REQUIRED WORK
Among these records, which lines include "wildflowers"? Copy them out.
___ EXTRACTED INFORMATION
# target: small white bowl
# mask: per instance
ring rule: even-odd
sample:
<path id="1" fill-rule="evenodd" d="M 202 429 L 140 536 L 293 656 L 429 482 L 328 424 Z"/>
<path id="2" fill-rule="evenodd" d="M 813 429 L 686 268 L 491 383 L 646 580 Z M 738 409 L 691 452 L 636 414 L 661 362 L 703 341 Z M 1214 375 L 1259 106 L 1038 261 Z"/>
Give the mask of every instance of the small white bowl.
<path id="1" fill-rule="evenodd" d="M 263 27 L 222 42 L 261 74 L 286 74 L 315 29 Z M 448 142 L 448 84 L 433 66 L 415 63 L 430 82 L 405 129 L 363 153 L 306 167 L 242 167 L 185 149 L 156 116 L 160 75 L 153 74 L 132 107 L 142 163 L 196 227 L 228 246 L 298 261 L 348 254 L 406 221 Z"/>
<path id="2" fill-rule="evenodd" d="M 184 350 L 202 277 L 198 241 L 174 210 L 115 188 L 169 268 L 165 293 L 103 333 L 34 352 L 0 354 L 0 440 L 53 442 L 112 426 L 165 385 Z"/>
______
___ EXTRACTED INFORMATION
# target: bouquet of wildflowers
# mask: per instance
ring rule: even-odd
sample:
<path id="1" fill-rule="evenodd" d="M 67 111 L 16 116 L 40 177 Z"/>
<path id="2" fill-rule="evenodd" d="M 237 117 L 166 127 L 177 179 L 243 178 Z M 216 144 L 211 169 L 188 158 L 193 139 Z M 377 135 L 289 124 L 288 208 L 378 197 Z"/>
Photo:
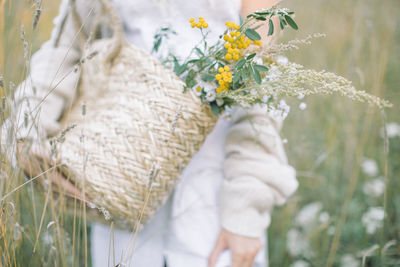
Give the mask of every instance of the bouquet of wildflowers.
______
RESULT OF THE EXERCISE
# target: bouquet of wildflowers
Give the mask of every instance of the bouquet of wildflowers.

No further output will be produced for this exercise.